_Instructions for the task_. When a line of the material has the word "covered" in it, copy that line.

_Material provided_.

▬▬▬▬▬▬

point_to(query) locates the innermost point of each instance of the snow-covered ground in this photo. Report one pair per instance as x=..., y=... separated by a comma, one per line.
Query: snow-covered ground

▬▬▬▬▬▬

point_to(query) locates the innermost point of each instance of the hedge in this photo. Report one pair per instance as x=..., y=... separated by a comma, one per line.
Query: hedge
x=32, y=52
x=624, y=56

▬▬▬▬▬▬

_Answer area_.
point_to(query) locates the innermost point of each instance of the snow-covered ground in this photo. Report one pair per instance as x=..., y=... separated by a comma, one per line.
Query: snow-covered ground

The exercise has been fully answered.